──────── Text ────────

Neuropathy (pain, numbness or tingling, usually in the feet or hands) is caused by a malfunction of the nerves in the skin. We need such nerves to tell us about the world around us, and when they stop working properly the pain and the disorientation from the loss of function are both horrible. What can be done to help neuropathy?
Natural Remedies to Help Neuropathy:
Q. Numbness and tingling in my feet have been increasing rapidly for the past few months. I have had diabetes for over 12 years. My blood glucose level has been under control and the A1C has consistently been around 5.5.
The neuropathy started before I was even diagnosed with diabetes. Some physicians have expressed doubt it is related to diabetes.
I heard one of your radio listeners claim he got rid of nerve pain by taking curcumin. It has not helped me after a month.
I would like to know what other remedies your listeners have tried or used successfully to help neuropathy. I have been taking alpha-lipoic acid and Neurontin for years. My goal is to arrest its progression. I am terrified, as my mother became paralyzed from the waist down with neuropathy that began in the feet due to diabetes.
A. You might want to add benfotiamine to your regimen along with the alpha-lipoic acid you already take. This variant of the B vitamin thiamine prevents damage to blood vessels (Diabetes, Obesity & Metabolism, Dec., 2015). It has also shown promise against neuropathy (Pharmacological Research, June, 2010).
Capsaicin Could Be Helpful:
You might also want to consider topical capsaicin, which can sometimes be helpful for easing nerve pain caused by diabetes (Journal of Pain, online, Oct. 13, 2016). As you may know, capsaicin is what makes hot peppers hot. To relieve pain it must be applied several times a day, and some people find that challenging.
Check Your B-Vitamin Status:
Inadequate levels of vitamin B12 can contribute to peripheral neuropathy, so the next time your doctor runs tests, ask to have your vitamin B12 status checked. This is often a problem for people with type 2 diabetes, because the most common drug for this condition, metformin, can deplete the body of vitamin B12. Restoring it may help neuropathy, as it did for this reader:
“My fingers and toes started tingling unpleasantly about three months ago. My internist recently did blood work and found no diabetes or other abnormalities.

──────── Entries supplied ────────

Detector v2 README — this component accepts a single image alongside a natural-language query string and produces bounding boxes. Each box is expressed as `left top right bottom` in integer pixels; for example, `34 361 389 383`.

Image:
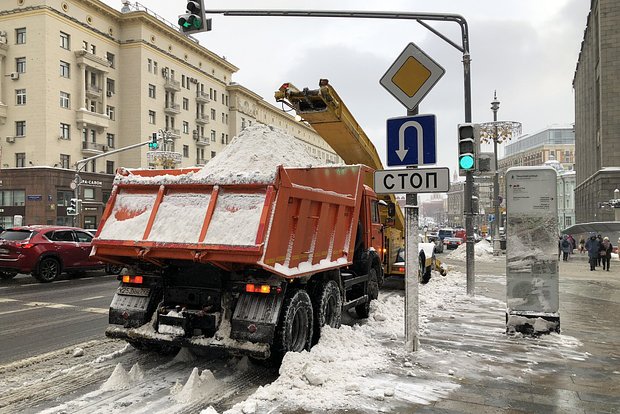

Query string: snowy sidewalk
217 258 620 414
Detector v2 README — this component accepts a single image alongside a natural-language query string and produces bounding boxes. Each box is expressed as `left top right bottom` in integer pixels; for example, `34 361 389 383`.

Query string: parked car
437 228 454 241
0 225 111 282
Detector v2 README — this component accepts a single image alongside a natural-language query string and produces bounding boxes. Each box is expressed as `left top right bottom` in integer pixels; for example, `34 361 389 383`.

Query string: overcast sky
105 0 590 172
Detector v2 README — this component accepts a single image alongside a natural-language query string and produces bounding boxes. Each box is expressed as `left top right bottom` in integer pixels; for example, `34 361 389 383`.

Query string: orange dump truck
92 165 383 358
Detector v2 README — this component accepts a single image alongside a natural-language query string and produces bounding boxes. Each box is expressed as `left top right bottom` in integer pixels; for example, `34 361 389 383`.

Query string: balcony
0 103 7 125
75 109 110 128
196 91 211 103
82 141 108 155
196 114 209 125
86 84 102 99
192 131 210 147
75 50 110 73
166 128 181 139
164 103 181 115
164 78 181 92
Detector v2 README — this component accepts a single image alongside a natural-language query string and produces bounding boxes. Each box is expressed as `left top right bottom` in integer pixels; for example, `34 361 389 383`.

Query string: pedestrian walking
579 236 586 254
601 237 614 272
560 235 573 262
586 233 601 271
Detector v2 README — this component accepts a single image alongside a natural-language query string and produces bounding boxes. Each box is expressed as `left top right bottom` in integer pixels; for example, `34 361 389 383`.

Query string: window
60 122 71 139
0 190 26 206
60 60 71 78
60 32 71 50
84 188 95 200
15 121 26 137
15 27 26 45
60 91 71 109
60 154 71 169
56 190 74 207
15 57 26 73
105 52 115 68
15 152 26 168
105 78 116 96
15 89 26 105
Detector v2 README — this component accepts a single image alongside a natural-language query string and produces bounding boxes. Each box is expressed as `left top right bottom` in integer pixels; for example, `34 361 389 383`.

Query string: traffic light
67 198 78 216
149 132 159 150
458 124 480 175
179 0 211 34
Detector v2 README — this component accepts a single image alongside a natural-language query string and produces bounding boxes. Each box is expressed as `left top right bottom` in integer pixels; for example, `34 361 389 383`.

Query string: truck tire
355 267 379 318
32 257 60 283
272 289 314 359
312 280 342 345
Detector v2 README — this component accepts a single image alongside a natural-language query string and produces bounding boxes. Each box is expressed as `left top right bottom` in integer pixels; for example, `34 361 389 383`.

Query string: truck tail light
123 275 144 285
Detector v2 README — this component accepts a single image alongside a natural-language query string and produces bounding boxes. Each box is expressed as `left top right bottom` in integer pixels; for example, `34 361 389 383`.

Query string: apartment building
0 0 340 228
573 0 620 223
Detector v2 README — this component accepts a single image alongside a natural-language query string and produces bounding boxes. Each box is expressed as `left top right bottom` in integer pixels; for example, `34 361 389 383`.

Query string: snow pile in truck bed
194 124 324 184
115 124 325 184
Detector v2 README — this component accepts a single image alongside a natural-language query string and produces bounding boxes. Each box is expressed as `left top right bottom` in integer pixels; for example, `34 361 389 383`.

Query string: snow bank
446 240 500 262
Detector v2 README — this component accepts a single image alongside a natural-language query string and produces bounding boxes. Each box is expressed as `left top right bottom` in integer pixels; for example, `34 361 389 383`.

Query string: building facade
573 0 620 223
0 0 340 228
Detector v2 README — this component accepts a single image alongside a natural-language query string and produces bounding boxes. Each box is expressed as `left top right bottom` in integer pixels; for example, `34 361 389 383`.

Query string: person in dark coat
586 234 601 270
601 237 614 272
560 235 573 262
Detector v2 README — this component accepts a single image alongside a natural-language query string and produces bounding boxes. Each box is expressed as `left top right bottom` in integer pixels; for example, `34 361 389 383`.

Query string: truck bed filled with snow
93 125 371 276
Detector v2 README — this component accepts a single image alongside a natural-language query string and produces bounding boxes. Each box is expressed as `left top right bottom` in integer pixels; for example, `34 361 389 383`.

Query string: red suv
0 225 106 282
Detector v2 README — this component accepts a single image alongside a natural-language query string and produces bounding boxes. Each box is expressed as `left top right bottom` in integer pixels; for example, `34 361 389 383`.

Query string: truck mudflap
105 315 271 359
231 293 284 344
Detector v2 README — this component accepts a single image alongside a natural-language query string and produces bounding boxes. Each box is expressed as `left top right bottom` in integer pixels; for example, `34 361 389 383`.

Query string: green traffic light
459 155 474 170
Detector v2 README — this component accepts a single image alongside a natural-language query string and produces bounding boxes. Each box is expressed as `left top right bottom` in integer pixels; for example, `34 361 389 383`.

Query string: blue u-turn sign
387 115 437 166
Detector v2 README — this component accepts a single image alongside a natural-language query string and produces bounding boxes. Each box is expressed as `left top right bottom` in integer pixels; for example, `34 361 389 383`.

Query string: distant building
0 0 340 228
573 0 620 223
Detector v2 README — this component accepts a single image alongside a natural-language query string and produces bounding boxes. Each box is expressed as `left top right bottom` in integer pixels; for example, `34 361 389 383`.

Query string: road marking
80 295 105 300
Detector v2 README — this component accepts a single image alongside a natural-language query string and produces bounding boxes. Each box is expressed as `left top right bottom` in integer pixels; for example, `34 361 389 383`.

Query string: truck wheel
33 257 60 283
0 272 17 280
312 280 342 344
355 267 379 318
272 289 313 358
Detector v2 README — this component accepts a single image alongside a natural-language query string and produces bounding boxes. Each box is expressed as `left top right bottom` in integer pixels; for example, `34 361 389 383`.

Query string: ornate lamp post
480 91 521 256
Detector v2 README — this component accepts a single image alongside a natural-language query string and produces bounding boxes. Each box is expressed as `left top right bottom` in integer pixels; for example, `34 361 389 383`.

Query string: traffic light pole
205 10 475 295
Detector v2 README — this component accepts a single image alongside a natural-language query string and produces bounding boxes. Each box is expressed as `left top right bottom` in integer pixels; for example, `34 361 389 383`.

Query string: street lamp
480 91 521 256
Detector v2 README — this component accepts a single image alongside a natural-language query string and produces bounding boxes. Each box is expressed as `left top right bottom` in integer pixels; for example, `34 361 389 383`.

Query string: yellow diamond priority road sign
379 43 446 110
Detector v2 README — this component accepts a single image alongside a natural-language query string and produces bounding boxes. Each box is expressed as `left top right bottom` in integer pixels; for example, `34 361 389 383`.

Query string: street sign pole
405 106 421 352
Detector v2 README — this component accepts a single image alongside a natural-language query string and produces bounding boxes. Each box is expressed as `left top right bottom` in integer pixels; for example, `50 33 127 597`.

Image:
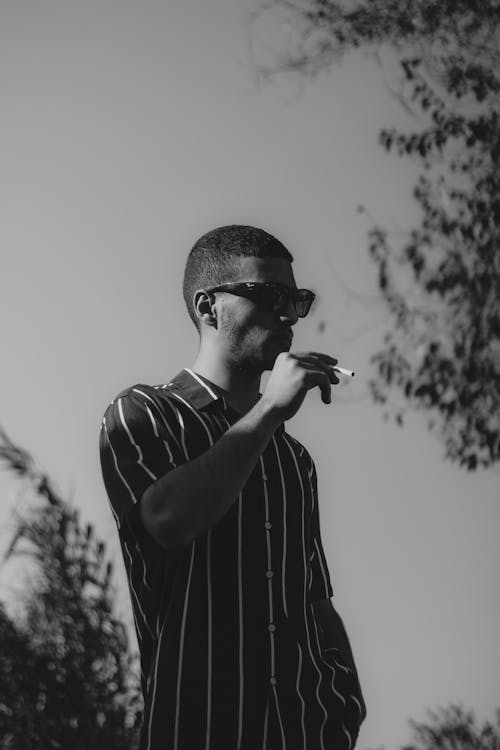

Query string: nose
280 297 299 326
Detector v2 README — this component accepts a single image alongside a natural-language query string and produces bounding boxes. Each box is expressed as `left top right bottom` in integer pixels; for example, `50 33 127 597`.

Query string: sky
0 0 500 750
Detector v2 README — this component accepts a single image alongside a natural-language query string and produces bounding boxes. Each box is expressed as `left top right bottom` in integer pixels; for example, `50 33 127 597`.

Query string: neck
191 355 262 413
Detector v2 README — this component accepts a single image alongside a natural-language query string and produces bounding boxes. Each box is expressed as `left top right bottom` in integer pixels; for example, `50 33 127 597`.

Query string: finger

────────

Check your understanding:
a: In the neuropathy text, which common type 2 diabetes drug can deplete the body of vitamin B12?
b: Retype the neuropathy text word for word, starting with "A. You might" and going on through "find that challenging.".

Solution list:
a: Metformin.

b:
A. You might want to add benfotiamine to your regimen along with the alpha-lipoic acid you already take. This variant of the B vitamin thiamine prevents damage to blood vessels (Diabetes, Obesity & Metabolism, Dec., 2015). It has also shown promise against neuropathy (Pharmacological Research, June, 2010).
Capsaicin Could Be Helpful:
You might also want to consider topical capsaicin, which can sometimes be helpful for easing nerve pain caused by diabetes (Journal of Pain, online, Oct. 13, 2016). As you may know, capsaicin is what makes hot peppers hot. To relieve pain it must be applied several times a day, and some people find that challenging.